**CONSIGNE 1**
Reproduisez à l'identique toutes les lignes des entrées ci-dessous, sans y inclure les images.

**TEXTE FOURNI**
Une vente de F-35 aux Emirats menacerait la supériorité d'Israël au Moyen-Orient
La vente éventuelle de
F-35 américains à Abou Dhabi constitue un premier couac, suite à l'accord de
normalisation entre Israël et les Émirats arabes unis.
La vente possible de F-35 américains aux Emirats Arabes
Unis va-t-elle mettre à mal la supériorité technologique d'Israël au
Moyen-Orient ? Lundi, à Jérusalem, le Premier ministre, Benjamin Netanyahu,
accueille dans son bureau le chef de la diplomatie américaine, Mike Pompeo, au
premier matin d'une tournée régionale pour tenter de convaincre d'autres pays
arabes de marcher dans les pas des Emirats et de normaliser leurs relations,
parfois déjà officieuses, avec l'Etat hébreu.

**EXTRAITS DE DONNÉES**
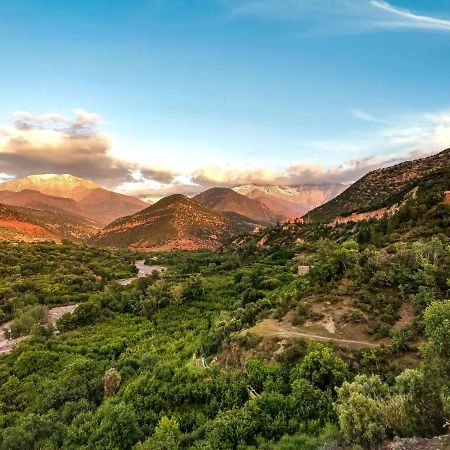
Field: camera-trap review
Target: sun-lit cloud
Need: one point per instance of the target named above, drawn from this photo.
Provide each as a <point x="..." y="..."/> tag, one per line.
<point x="339" y="16"/>
<point x="408" y="19"/>
<point x="55" y="143"/>
<point x="363" y="115"/>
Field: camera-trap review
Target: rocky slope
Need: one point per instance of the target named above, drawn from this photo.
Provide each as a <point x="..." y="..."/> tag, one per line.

**CONSIGNE 2**
Transcrivez fidèlement tout ce qui va de "Une vente de" jusqu'à "Émirats arabes unis." dans l'article sur la vente de F-35 aux Émirats.

**RÉPONSE 1**
Field: camera-trap review
Target: sun-lit cloud
Need: one point per instance of the target named above, drawn from this photo.
Provide each as a <point x="..." y="..."/> tag, one per line.
<point x="339" y="16"/>
<point x="408" y="19"/>
<point x="55" y="143"/>
<point x="363" y="115"/>
Field: camera-trap review
Target: rocky slope
Need: one point per instance of the target named above, drawn from this photo.
Provide each as a <point x="..." y="..."/> tag, one per line.

**RÉPONSE 2**
Une vente de F-35 aux Emirats menacerait la supériorité d'Israël au Moyen-Orient
La vente éventuelle de
F-35 américains à Abou Dhabi constitue un premier couac, suite à l'accord de
normalisation entre Israël et les Émirats arabes unis.